* Texto apresentado
– Nesta matéria, o melhor é cada um falar por si, Carlos!
– Eu sei, Tio Ambrósio! Mas o certo é que, com uma palavra daqui, com um comentário dali, a pouco e pouco vai-se formando a opinião geral dos cidadãos a que alguns dão o pomposo nome de opinião pública…
– Não sei se os grandes mestres da comunicação têm essa noção de opinião pública…
– Mas, pelo menos, há a voz corrente, Tio Ambrósio! Por exemplo a propósito dos incêndios, é voz corrente que, na absoluta maioria dos casos se trata não de qualquer incidente, mas verdadeiramente de fogo posto. E, mais do que isso, arranjem-se as desculpas que se arranjarem, ninguém convence o povo que não existem interesses por detrás destas tragédias. O povo aponta o dedo àqueles que presume que retiram lucros destas fatalidades que nos atingem todos os anos. O Sanguessuga, por exemplo, está convencido e afirma-o à boca cheia que, se não fosse o lucro de alguns, não haveria metade dos incêndios em Portugal. Porque, como ele costuma dizer, isto está inscrito no calendário como as festas ou como os jogos de futebol. Quando ainda estamos em Janeiro já alguns começam a sonhar com a “época dos incêndios”, como se não fosse possível passarmos sem este martírio anual.
– É preciso prevenir, Carlos!
– Eu sei, Tio Ambrósio! Mas ninguém convence o povo de que, uma vez organizados esses meios de prevenção, eles possam não ser usados…
– Estás a insinuar que há quem aproveite os incêndios para encher os bolsos…
– Não sou eu, Tio Ambrósio! É o povo que pensa assim! Ainda ontem à tarde, na loja do Sanguessuga, quando deu a notícia na televisão sobre dois novos focos de incêndio que começaram a lavrar para os lados da Covilhã e na martirizada zona do pinhal, logo houve quem aventasse culpas a companhias e empresas cuja actividade lucrativa está ligada a este sector.
– Eu seria incapaz de imputar um crime tão grave a gente que é ou pelo menos se apresenta como honesta e acima de toda a suspeita…
– Eu pessoalmente também, Tio Ambrósio! Mas houve alguém lá do grupo que, dentro do mesmo assunto, perguntou o que foi feito do dinheiro que se juntou para socorrer as vítimas do incêndio de Pedrógão. Foram bastantes as instituições que se propuseram como colectoras dos contributos populares, e parece que nem todas prestaram as contas como devia ser. O dinheiro oferecido para uma catástrofe destas é dinheiro sagrado, Tio Ambrósio!
– E, na minha opinião, é um pecado muito grave desviar essas verbas, mesmo que seja para outras obras de carácter social ou outros fins ditos filantrópicos. O povo, que, diante destas catástrofes, é muitíssimo generoso, deu o seu contributo com uma finalidade muito específica que, neste caso, era a de socorrer as vítimas, nomeadamente procurando reconstruir as casas ardidas e ajudando a erguer as pequenas empresas que eram o sustento das famílias que viviam naqueles lugares.

* Tarefa atribuída
Segundo o texto apresentado, por que motivo é um pecado muito grave desviar o dinheiro juntado para as vítimas do incêndio de Pedrógão, mesmo para outras obras de carácter social? Responda em uma a três frases.

* Itens fornecidos
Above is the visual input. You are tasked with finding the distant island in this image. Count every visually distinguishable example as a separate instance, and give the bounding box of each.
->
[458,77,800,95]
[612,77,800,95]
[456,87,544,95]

* Resposta escrita
Porque o povo deu o seu contributo com uma finalidade muito específica: socorrer as vítimas. Isso incluía reconstruir as casas ardidas e ajudar a erguer as pequenas empresas que eram o sustento das famílias daqueles lugares.